Copy exactly the lines from the "of the truck" line to the end, both included, and nothing else.

Dataset entries:
◇ ◇ ◇ ◇

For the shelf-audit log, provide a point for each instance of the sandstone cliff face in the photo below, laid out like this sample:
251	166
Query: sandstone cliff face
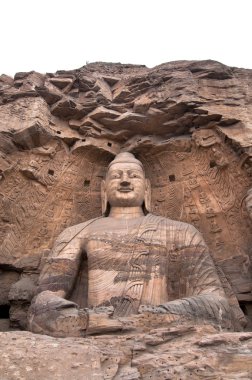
189	122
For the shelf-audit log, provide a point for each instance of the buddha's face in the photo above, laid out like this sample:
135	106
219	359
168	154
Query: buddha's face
125	185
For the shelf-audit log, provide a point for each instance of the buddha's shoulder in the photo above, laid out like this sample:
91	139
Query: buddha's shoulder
76	230
173	224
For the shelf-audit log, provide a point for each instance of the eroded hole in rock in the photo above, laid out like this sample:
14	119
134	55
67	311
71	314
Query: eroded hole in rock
212	164
172	178
86	183
4	311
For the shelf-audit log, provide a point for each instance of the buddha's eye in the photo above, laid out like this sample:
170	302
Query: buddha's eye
115	176
134	175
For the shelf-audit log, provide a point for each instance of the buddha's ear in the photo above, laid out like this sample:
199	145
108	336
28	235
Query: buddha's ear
104	198
147	196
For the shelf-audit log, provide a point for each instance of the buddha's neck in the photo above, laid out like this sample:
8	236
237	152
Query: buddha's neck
126	212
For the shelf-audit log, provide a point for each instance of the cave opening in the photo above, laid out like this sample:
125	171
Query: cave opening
4	311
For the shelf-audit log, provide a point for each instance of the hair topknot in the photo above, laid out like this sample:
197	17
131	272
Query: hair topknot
125	157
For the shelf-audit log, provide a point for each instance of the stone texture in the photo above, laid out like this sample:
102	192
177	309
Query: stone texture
182	352
189	122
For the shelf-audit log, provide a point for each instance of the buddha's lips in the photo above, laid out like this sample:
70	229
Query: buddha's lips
126	190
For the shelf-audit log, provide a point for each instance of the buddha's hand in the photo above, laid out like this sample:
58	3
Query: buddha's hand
162	310
52	315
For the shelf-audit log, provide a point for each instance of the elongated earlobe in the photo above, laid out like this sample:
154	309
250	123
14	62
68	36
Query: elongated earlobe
147	197
104	199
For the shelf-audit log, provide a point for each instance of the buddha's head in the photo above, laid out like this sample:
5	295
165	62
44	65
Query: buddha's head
248	203
125	184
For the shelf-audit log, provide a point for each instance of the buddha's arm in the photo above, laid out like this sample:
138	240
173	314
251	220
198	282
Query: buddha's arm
50	313
61	267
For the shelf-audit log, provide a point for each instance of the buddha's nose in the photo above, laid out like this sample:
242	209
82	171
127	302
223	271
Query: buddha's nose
125	180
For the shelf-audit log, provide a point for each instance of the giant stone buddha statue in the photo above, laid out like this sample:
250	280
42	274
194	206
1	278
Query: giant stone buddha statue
138	263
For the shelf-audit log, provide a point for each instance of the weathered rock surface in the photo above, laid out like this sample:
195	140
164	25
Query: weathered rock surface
182	352
190	123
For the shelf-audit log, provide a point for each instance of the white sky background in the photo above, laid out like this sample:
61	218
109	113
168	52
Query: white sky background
51	35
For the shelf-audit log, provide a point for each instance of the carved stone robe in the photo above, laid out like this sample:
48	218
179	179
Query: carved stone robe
161	262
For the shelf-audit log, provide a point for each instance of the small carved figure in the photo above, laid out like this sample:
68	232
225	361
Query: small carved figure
138	263
248	203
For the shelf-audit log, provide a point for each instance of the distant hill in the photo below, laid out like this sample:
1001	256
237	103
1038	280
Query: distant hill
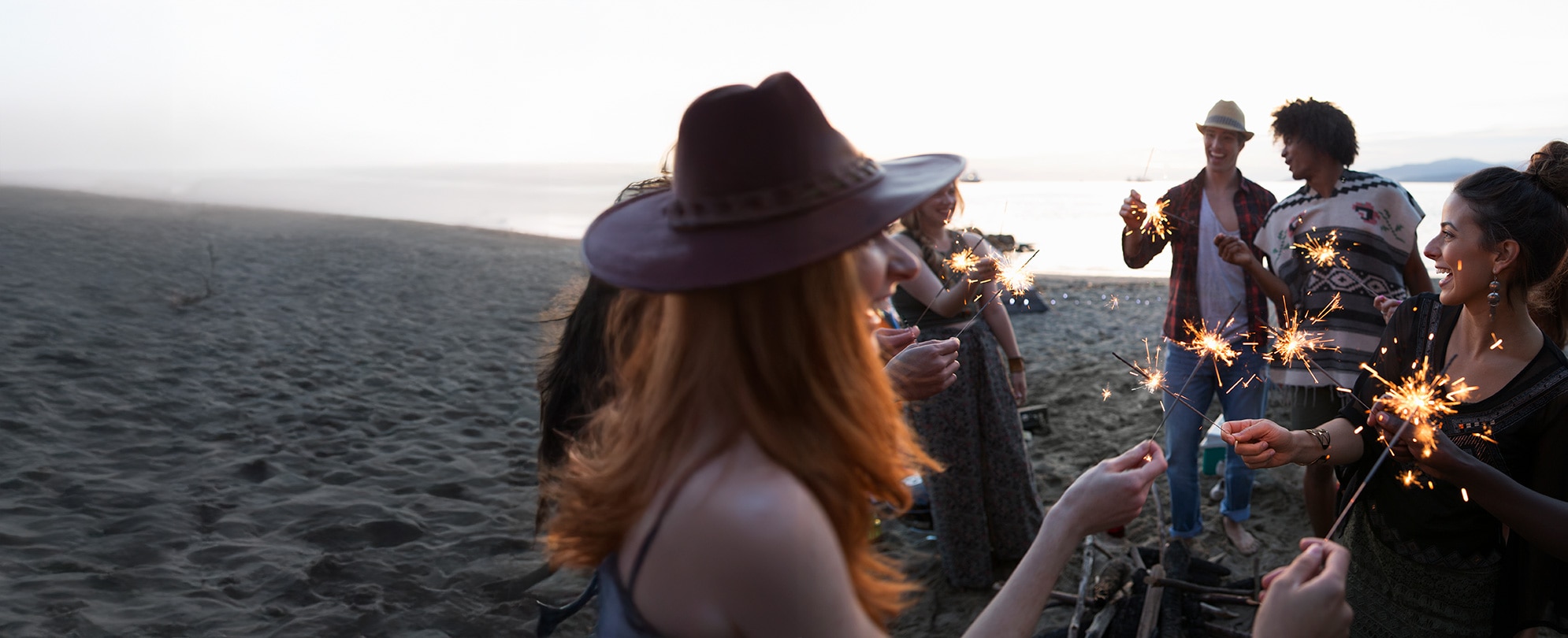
1435	171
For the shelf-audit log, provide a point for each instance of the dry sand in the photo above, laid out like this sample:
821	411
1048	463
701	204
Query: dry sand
339	440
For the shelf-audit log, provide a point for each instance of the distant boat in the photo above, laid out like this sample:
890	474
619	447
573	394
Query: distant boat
1145	169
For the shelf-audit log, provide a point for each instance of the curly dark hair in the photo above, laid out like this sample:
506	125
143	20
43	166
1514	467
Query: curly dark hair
1322	126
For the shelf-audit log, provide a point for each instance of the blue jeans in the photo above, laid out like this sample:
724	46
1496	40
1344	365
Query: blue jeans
1184	430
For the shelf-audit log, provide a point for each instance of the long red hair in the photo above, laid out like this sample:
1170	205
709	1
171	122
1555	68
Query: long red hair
787	361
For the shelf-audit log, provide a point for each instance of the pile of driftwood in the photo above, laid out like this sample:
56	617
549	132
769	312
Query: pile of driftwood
1140	593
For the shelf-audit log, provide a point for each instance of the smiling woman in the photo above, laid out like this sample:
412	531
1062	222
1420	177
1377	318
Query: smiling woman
1463	538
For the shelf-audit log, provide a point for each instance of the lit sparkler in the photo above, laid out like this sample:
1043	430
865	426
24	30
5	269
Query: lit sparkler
1209	343
1015	278
1422	400
1322	253
1010	278
1419	400
1157	223
1154	381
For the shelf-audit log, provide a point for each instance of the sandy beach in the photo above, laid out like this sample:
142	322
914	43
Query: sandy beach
236	422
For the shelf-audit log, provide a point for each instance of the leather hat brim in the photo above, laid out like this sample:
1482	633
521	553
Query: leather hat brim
634	247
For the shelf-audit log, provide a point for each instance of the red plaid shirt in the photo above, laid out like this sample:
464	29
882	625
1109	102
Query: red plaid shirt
1252	206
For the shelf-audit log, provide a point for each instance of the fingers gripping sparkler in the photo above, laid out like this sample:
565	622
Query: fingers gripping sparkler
1421	400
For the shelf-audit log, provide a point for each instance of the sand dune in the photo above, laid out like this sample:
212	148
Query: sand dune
339	440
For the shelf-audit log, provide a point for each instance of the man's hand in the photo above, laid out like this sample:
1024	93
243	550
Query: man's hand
924	369
1132	212
1308	596
1235	251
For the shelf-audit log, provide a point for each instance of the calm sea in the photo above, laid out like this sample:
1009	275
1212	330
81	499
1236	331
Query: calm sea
1075	224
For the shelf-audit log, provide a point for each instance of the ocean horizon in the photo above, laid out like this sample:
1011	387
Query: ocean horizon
1072	223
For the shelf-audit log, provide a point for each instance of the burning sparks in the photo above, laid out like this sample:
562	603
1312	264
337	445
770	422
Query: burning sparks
1015	278
1322	253
1209	343
1422	399
963	261
1157	223
1295	343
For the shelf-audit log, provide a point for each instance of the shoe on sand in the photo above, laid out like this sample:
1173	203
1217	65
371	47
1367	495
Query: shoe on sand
1239	536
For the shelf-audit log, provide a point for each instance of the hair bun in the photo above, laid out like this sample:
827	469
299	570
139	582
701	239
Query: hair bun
1550	166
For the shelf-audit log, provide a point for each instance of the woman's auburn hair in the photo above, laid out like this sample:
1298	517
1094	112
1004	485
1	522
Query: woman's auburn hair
787	361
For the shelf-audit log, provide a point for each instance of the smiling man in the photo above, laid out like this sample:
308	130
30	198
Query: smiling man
1363	232
1208	294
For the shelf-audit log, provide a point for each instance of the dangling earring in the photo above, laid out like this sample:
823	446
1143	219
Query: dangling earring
1492	299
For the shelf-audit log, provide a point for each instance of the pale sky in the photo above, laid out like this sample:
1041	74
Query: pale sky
1079	90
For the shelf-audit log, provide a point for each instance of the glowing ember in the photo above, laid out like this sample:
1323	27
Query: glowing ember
1322	253
1422	399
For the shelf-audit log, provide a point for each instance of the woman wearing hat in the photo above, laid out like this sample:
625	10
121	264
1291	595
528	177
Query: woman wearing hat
725	489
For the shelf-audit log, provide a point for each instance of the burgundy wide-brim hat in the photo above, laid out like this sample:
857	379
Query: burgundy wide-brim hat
763	185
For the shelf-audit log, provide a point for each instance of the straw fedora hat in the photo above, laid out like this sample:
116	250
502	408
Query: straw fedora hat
763	185
1227	115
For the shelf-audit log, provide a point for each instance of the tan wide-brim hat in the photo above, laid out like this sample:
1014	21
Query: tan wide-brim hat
763	185
1227	115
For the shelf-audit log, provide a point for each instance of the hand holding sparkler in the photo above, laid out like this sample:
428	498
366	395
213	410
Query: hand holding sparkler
1112	492
1308	596
1236	251
1262	443
1132	212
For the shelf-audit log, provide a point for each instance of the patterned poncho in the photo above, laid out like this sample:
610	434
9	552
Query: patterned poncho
1369	223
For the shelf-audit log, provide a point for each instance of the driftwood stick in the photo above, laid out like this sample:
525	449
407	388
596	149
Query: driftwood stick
1228	599
1151	604
1192	587
1089	573
1224	632
1217	612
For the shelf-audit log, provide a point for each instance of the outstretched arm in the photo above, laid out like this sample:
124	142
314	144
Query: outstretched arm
1533	514
1001	325
929	291
1137	248
1109	494
1241	253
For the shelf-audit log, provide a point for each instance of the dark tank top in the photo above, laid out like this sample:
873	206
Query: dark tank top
619	615
910	311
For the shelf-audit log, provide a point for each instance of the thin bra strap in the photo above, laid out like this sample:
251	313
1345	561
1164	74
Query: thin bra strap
648	541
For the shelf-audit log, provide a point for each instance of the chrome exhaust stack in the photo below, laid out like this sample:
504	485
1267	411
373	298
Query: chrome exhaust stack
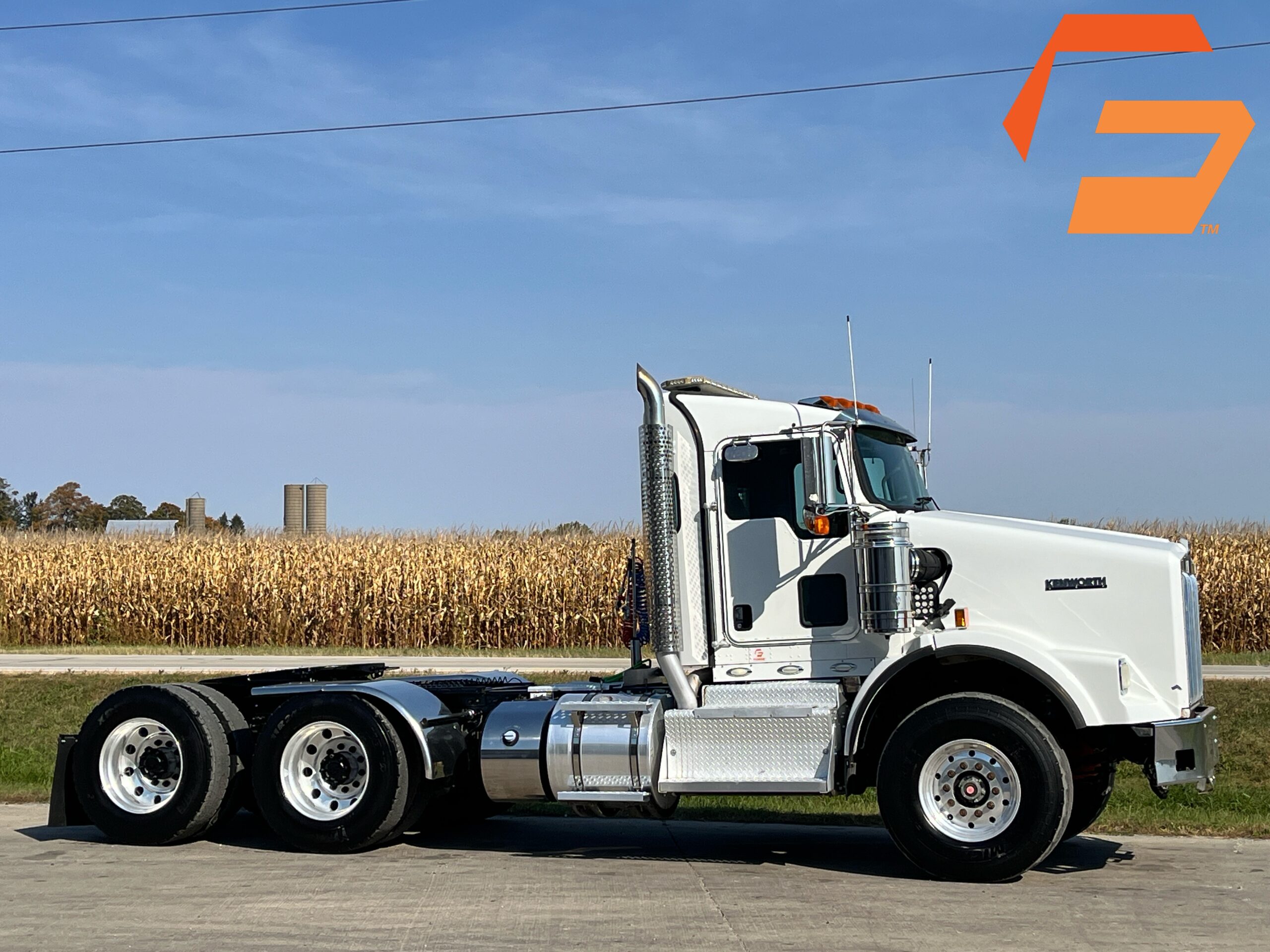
657	497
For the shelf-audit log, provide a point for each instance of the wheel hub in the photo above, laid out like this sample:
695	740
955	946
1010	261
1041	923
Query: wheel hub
140	766
969	791
323	771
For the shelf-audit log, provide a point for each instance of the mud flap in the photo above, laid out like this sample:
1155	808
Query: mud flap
64	806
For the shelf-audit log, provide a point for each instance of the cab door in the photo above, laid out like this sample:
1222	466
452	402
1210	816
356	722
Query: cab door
780	583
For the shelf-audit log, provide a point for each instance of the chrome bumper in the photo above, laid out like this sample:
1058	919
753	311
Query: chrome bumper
1187	751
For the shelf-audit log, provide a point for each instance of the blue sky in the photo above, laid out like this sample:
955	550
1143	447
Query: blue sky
444	323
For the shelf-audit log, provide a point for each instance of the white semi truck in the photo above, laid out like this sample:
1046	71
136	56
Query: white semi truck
820	627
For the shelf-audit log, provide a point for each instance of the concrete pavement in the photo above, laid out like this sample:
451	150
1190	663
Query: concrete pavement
19	663
559	884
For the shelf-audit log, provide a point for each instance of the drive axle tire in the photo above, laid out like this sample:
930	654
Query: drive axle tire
330	774
239	794
153	766
974	787
1091	789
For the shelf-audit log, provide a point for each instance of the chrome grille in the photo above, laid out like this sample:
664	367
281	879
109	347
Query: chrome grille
1194	653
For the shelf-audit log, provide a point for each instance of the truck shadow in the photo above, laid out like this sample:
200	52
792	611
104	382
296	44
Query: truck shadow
859	851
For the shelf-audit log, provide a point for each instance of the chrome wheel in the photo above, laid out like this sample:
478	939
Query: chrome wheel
324	771
140	766
968	791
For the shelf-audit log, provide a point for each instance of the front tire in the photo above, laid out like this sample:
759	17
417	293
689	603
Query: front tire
330	774
974	787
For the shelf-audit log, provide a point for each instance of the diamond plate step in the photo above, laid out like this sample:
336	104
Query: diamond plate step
756	738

◇ ◇ ◇ ◇

Answer to the problem:
For the shelf-audit log, provide a point for each instance of the truck shadow in the photo above, laid out like this sample:
200	52
792	611
104	382
296	44
Query: truck shadow
859	851
For the shelf-audit log, provide a point for each instance of the chrome wheel in the photo above, laid out like this sample:
478	939
Query: chrome wheel
324	771
140	766
968	791
For the shelf-audit log, provide a point for each instance of the front tire in the photo above, laid out like this sample:
759	17
417	293
689	603
Query: front tire
330	774
974	787
For the shelf-audit log, provide a point for each instance of the diamond plate step in the photo above, laid out like this sample:
336	104
Query: diamond plate step
756	738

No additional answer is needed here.